Records from a point labeling set

_ _ _

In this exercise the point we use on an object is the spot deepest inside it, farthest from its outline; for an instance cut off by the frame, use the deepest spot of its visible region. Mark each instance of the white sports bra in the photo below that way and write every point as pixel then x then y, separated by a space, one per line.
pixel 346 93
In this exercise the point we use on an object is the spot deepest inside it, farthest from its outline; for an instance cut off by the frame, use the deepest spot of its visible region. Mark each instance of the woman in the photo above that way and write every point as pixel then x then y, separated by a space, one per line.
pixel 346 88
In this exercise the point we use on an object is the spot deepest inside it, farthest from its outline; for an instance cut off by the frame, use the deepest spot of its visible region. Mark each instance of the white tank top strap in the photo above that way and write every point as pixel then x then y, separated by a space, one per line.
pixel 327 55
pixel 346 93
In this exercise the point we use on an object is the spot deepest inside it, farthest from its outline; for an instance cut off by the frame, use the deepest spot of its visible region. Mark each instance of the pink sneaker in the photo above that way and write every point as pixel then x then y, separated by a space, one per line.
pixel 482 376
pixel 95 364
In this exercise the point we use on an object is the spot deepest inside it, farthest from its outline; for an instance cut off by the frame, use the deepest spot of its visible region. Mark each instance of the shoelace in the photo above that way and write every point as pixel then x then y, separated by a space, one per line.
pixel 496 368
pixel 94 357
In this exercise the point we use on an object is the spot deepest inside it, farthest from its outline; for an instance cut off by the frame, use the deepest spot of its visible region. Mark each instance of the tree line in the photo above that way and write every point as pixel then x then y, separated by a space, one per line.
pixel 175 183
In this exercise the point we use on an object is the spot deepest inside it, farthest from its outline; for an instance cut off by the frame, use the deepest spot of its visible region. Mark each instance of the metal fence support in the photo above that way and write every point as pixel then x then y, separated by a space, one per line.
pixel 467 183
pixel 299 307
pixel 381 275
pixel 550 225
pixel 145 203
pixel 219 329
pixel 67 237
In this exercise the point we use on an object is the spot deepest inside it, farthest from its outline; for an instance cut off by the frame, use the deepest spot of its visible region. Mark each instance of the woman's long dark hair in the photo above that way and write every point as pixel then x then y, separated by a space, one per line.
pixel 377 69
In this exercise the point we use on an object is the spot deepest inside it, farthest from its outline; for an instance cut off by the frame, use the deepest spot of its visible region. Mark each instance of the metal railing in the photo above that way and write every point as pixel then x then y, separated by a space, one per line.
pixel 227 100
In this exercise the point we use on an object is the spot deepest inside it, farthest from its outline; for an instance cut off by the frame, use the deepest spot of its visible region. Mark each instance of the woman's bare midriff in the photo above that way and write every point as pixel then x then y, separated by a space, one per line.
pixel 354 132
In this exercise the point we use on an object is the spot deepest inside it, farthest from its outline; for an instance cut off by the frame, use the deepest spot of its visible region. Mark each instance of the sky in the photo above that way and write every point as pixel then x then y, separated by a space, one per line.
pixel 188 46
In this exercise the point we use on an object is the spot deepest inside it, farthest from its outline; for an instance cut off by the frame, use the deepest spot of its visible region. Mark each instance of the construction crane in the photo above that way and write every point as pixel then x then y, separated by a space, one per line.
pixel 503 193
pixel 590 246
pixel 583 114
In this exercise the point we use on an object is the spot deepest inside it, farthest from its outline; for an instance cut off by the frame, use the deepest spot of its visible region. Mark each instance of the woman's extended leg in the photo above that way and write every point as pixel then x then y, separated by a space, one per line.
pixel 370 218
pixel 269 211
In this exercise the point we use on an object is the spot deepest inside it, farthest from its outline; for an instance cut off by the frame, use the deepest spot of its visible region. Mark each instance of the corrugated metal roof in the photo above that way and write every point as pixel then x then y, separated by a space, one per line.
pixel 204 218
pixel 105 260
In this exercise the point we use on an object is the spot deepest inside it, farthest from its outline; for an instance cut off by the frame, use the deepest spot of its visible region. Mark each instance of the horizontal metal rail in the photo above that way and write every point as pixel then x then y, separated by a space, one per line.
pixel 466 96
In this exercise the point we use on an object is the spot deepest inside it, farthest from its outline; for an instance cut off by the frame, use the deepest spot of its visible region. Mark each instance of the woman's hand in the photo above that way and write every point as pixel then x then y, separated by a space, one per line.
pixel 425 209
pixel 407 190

_ _ _

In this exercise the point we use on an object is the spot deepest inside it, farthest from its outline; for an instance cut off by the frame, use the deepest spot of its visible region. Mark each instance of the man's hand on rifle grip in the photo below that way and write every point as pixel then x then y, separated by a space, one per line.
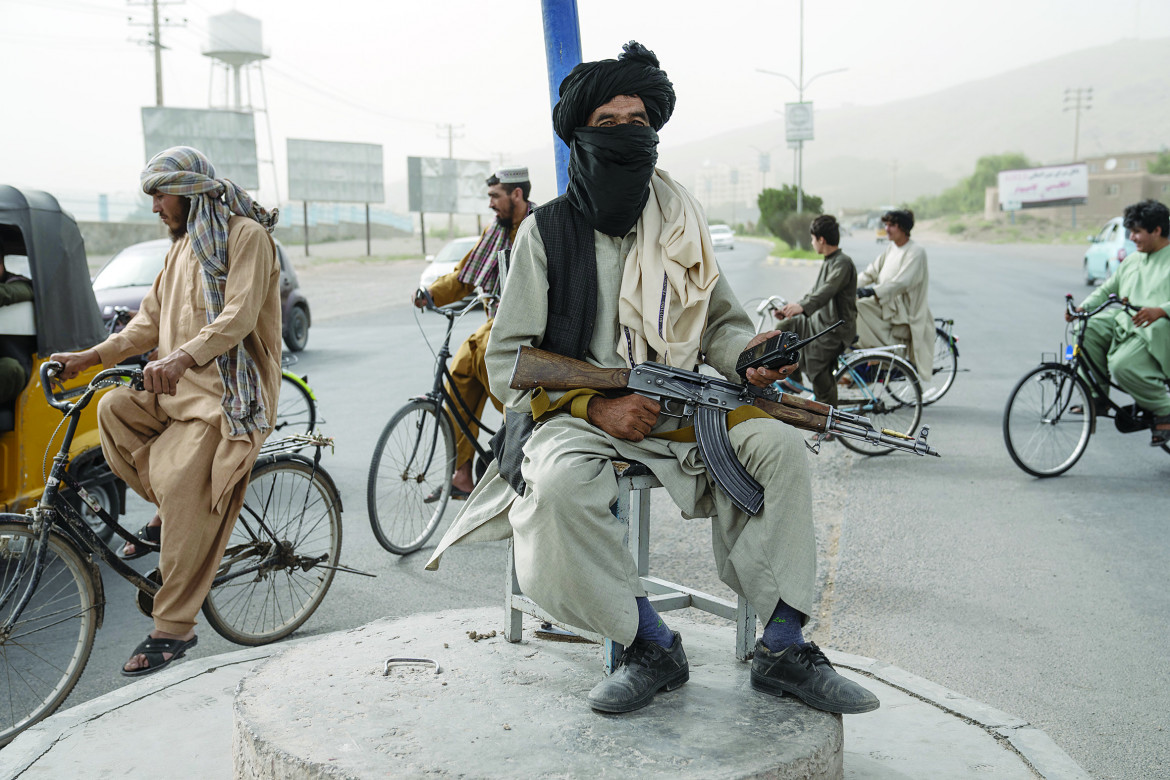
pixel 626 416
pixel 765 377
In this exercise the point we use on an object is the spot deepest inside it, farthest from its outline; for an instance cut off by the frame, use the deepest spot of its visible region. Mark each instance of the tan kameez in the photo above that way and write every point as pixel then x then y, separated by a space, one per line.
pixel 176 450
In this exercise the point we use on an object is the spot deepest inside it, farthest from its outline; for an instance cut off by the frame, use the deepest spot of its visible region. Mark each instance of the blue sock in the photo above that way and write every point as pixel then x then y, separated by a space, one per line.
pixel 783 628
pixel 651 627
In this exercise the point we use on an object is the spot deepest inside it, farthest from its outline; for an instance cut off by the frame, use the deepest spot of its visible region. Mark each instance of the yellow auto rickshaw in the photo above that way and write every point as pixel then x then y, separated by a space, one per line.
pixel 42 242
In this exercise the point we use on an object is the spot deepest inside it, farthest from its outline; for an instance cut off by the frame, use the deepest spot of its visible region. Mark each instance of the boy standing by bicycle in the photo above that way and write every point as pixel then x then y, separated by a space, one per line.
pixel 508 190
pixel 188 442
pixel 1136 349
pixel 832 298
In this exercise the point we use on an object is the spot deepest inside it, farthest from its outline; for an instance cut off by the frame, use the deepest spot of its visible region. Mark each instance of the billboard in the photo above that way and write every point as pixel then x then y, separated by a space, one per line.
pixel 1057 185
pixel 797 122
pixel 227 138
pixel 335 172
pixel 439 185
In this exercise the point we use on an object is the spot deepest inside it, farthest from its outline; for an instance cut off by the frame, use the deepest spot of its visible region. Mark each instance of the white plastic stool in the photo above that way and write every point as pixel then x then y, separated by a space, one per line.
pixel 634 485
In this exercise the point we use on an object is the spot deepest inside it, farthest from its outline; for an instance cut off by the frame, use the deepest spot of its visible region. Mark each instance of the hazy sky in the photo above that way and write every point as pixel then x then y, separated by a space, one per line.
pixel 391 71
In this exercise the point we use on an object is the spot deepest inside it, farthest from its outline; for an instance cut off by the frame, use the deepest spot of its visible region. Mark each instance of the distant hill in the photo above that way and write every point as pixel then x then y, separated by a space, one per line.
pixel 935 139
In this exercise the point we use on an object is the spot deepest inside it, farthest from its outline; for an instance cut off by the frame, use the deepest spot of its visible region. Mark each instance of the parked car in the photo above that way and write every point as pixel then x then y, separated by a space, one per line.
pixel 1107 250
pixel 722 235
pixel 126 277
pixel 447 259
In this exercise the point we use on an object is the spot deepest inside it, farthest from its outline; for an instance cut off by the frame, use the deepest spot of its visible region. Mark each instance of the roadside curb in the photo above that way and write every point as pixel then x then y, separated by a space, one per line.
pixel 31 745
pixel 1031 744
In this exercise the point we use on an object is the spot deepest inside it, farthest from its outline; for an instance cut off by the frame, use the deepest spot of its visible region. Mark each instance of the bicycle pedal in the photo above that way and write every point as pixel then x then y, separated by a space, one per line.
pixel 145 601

_ _ _

Return, without any alteration, the lines of the data above from the line containing "of the parked" up to and including the line containing "pixel 126 277".

Exercise result
In this exercise the point we use on an object is the spot deepest inside it, farthest from its outline; for an instance cut off by the frame, use the deepest spot of its visible region. Mark each instance of the parked car in the photo above that way and write every point as pixel then x then y, separated by a space, one per line.
pixel 1107 250
pixel 722 235
pixel 126 277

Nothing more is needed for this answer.